▶ [Given instruction]
Give the data a second time, exactly and in full.

▶ [Data for processing]
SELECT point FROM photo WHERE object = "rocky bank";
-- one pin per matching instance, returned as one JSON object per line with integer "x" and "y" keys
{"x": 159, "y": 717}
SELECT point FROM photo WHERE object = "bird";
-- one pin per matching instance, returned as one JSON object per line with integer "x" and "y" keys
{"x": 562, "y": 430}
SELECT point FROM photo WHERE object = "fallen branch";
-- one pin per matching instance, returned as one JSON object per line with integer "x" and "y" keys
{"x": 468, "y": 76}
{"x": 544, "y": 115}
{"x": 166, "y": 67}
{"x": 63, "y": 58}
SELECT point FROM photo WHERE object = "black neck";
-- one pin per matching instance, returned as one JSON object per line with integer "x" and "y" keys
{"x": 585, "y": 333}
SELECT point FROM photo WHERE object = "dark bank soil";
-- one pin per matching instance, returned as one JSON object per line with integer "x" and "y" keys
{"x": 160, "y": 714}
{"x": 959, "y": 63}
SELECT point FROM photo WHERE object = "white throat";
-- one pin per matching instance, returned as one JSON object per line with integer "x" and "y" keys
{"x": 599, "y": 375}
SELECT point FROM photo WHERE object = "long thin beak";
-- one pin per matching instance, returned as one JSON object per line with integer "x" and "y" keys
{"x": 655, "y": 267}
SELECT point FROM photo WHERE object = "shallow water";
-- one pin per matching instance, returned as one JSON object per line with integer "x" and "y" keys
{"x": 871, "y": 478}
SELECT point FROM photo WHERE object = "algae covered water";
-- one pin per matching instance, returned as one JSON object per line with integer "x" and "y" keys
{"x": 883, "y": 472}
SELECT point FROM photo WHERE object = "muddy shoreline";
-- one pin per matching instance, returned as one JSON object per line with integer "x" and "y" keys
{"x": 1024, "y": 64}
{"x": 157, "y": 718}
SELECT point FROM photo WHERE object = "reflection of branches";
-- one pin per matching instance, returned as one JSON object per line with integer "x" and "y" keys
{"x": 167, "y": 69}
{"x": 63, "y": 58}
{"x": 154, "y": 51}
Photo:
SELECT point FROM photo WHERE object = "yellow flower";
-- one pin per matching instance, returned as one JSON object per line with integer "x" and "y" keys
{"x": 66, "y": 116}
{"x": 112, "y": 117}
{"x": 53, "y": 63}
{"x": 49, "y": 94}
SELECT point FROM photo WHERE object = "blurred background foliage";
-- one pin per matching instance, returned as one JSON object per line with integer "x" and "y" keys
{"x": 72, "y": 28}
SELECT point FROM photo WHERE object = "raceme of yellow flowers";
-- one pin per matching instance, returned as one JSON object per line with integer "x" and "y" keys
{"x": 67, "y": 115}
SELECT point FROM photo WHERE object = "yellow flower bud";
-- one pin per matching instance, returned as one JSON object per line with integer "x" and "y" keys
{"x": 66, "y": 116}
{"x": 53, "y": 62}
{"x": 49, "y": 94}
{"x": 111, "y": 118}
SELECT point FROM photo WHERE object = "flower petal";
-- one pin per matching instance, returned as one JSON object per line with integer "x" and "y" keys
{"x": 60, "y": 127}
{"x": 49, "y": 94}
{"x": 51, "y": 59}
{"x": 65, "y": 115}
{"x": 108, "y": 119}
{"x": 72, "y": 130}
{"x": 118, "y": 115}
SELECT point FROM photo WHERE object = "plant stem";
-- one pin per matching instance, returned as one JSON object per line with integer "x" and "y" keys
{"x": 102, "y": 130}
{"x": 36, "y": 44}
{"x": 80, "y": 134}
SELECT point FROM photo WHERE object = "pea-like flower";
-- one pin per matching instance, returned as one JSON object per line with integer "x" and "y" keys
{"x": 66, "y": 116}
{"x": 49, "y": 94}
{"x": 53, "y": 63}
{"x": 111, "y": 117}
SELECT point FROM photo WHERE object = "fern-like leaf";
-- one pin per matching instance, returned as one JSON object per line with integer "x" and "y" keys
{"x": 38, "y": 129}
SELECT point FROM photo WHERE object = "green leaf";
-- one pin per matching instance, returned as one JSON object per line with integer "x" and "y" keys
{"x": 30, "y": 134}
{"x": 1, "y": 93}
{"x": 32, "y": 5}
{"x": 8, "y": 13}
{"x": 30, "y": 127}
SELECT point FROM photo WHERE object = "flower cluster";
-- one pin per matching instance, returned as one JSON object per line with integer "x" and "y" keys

▶ [Problem solution]
SELECT point FROM photo WHERE object = "rocky bank";
-- one pin per matching instance, returned as one JSON object per line with integer "x" and "y" keys
{"x": 159, "y": 717}
SELECT point FROM photo WHERE object = "bird";
-- one pin per matching instance, returned as one JSON object per line with integer "x" and "y" keys
{"x": 562, "y": 430}
SELECT point FROM photo WHERE object = "fallen branch";
-- one pin per matching instance, returned as one JSON object per line with integer "x" and "y" keys
{"x": 468, "y": 76}
{"x": 544, "y": 115}
{"x": 166, "y": 67}
{"x": 63, "y": 58}
SELECT point FROM photo WHERE object = "black neck";
-- one pin per matching instance, returned as one JSON object per line with integer "x" and "y" keys
{"x": 585, "y": 333}
SELECT point FROM photo WHERE object = "dark bank soil";
-- one pin per matching instance, returned as one JSON object per line with integer "x" and "y" keys
{"x": 160, "y": 714}
{"x": 959, "y": 63}
SELECT point FROM photo WHERE object = "white throat";
-- one pin per matching instance, returned as one JSON object per line with integer "x" and "y" keys
{"x": 599, "y": 375}
SELECT point FROM photo WHERE object = "long thin beak";
-- one pin per matching instance, returned as one JSON object per line with integer "x" and "y" keys
{"x": 655, "y": 267}
SELECT point FROM photo WHERE object = "shallow water";
-- one pin per matching instance, returned as one JSON object per line with integer "x" and "y" keys
{"x": 871, "y": 478}
SELECT point FROM photo WHERE object = "algae covered water";
-- one pin per matching instance, returned as one JSON object per line with integer "x" and "y" keys
{"x": 883, "y": 472}
SELECT point FROM photo WHERE object = "muddy shoreline";
-- one pin per matching instance, returned as one JSON object per line with integer "x" and "y" keys
{"x": 1024, "y": 64}
{"x": 157, "y": 718}
SELECT point FROM photo WHERE object = "reflection of branches";
-- one pin per matching instance, returned as one JSON object per line with integer "x" and "y" keys
{"x": 167, "y": 69}
{"x": 63, "y": 58}
{"x": 154, "y": 51}
Photo:
SELECT point FROM photo WHERE object = "yellow flower";
-- one pin per matching instance, returned as one JSON object per line with integer "x" and "y" keys
{"x": 66, "y": 116}
{"x": 112, "y": 117}
{"x": 53, "y": 63}
{"x": 49, "y": 94}
SELECT point FROM photo WHERE object = "blurred background foliage";
-- one pin per matching instance, returned as one JSON object per line with integer "x" and "y" keys
{"x": 72, "y": 28}
SELECT point FROM photo WHERE object = "raceme of yellow flowers";
-- one pin per matching instance, returned as one JSON object per line with integer "x" and "y" keys
{"x": 67, "y": 115}
SELECT point FROM photo WHERE object = "yellow flower bud";
-- one pin per matching instance, returned as one JSON object per line with integer "x" and "y" keys
{"x": 66, "y": 116}
{"x": 53, "y": 62}
{"x": 49, "y": 94}
{"x": 111, "y": 118}
SELECT point FROM photo WHERE object = "flower petal";
-- one pin per matching instance, returned as one JSON object per line with integer "x" and "y" keys
{"x": 60, "y": 127}
{"x": 49, "y": 94}
{"x": 51, "y": 59}
{"x": 65, "y": 115}
{"x": 108, "y": 119}
{"x": 72, "y": 130}
{"x": 118, "y": 115}
SELECT point FROM photo WHERE object = "plant stem";
-- one pin per matching instance, returned as one JSON object per line with integer "x" and "y" keys
{"x": 102, "y": 130}
{"x": 36, "y": 44}
{"x": 80, "y": 134}
SELECT point FROM photo WHERE object = "pea-like flower";
-- one pin per matching instance, returned as one JSON object per line with integer "x" and "y" keys
{"x": 66, "y": 116}
{"x": 49, "y": 94}
{"x": 53, "y": 63}
{"x": 111, "y": 117}
SELECT point FROM photo WHERE object = "fern-like leaf";
-- one pin per matching instance, returned as one JSON object per line with integer "x" and "y" keys
{"x": 38, "y": 129}
SELECT point FROM photo WHERE object = "green leaf";
-- one pin per matching instance, returned as one JSON object per line with integer "x" and "y" keys
{"x": 30, "y": 134}
{"x": 1, "y": 93}
{"x": 32, "y": 5}
{"x": 8, "y": 13}
{"x": 30, "y": 127}
SELECT point FROM photo WHERE object = "flower cluster";
-- one pin per matching instance, returned as one JSON object per line with integer "x" and "y" keys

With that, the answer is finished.